## [Given exercise]
Locate each line in the entries below that contains the word "cabinet" and copy those lines out. Case counts.

● ● ● ● ●

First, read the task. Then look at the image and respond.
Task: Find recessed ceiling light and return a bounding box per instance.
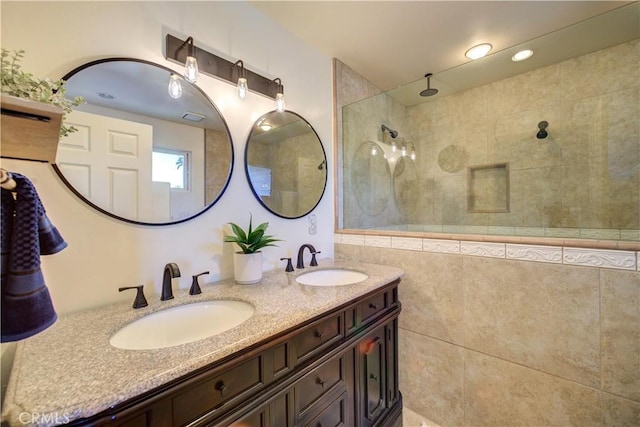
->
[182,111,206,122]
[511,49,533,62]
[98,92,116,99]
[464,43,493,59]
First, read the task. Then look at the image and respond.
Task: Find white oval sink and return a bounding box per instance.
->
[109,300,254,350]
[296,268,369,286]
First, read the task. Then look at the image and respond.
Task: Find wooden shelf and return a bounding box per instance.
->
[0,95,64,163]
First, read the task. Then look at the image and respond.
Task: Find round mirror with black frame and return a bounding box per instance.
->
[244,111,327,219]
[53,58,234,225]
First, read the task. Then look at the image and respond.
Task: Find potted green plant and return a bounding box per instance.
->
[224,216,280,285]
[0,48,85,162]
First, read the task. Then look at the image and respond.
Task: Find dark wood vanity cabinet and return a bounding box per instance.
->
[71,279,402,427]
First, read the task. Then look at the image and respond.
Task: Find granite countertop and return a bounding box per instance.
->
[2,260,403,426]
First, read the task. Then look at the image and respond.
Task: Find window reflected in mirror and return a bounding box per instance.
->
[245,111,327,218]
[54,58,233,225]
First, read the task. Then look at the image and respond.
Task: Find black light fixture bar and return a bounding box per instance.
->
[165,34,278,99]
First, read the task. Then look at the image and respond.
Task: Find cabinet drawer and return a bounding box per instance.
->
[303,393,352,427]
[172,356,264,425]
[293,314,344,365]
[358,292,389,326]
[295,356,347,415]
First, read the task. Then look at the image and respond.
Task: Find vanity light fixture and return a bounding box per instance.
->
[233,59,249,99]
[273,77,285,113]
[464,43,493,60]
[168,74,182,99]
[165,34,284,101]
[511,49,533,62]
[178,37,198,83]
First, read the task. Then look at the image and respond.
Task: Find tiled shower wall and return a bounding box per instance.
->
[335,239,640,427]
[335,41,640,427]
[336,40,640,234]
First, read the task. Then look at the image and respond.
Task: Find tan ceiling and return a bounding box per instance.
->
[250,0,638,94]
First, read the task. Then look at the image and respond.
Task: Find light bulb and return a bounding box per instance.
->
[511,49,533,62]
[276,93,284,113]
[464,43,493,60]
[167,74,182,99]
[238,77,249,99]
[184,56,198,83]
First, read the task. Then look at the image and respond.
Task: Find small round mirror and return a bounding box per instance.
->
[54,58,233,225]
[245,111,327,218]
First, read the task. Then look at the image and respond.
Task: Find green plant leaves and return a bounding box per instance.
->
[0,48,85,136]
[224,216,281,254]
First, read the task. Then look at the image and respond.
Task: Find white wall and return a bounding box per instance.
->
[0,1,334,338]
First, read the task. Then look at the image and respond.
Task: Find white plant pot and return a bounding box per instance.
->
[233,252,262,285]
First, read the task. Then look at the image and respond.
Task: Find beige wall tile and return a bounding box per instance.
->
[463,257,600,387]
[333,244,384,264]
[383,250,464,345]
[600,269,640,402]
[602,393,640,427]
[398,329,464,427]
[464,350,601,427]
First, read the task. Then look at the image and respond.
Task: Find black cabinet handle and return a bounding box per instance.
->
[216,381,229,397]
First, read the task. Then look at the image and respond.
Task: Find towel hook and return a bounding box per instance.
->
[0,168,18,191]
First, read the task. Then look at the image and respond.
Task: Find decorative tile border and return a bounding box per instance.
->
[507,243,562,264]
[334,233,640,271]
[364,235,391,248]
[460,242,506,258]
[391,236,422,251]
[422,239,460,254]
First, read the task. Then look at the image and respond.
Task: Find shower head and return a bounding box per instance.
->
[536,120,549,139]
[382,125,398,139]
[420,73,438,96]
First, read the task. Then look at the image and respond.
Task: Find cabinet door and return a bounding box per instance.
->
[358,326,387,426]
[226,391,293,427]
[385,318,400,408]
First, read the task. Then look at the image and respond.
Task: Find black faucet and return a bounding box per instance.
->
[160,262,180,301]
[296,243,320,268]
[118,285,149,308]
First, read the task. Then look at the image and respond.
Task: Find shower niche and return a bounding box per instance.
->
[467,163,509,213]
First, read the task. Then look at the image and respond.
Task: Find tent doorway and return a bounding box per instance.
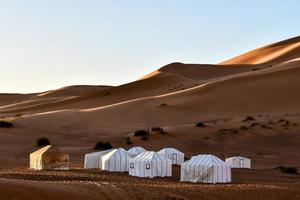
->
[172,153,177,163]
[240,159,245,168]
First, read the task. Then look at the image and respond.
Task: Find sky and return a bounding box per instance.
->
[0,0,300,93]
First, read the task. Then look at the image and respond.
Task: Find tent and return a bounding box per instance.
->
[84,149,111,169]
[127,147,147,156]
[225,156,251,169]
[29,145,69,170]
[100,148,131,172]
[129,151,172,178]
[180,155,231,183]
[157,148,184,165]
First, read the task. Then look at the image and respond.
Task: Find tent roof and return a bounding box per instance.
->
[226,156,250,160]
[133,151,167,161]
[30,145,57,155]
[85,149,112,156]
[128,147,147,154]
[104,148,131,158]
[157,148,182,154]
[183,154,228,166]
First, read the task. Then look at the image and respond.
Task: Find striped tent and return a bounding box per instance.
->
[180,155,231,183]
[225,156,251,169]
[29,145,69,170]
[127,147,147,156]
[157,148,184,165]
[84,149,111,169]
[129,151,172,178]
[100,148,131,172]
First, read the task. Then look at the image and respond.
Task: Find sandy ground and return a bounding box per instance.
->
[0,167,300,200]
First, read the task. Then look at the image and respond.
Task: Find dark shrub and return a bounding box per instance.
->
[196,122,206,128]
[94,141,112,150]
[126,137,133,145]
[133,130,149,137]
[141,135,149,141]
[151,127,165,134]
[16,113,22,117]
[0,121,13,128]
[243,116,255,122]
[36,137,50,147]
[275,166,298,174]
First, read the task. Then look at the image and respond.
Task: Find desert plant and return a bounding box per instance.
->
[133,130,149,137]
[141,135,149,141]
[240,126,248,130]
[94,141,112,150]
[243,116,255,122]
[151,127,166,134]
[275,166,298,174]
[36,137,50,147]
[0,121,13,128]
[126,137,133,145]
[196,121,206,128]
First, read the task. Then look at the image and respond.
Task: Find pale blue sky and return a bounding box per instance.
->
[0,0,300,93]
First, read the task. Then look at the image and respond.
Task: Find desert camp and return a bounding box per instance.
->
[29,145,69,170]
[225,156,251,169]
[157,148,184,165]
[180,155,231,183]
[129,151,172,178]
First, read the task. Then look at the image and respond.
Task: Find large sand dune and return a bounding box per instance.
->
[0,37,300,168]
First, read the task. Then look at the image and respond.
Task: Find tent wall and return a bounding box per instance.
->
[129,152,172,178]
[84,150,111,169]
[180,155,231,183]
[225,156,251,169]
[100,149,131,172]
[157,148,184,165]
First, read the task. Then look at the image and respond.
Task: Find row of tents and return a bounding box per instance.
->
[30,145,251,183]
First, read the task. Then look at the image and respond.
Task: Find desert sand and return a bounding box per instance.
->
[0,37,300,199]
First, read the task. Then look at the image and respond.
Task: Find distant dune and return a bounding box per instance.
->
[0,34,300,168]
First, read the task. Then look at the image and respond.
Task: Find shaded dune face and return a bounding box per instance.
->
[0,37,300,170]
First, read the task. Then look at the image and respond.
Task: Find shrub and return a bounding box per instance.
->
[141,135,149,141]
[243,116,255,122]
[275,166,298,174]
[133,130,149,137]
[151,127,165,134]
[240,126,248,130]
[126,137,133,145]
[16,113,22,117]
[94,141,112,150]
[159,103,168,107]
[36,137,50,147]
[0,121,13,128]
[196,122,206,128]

● ● ● ● ●

## [Answer below]
Task: Find dark wood vanity cabinet and return a bounding box per instance.
Task: Find cabinet drawer and return a bounding box per instance.
Task: Find black cabinet handle and return a bounding box per instance.
Task: Find cabinet door and return a bounding box per instance.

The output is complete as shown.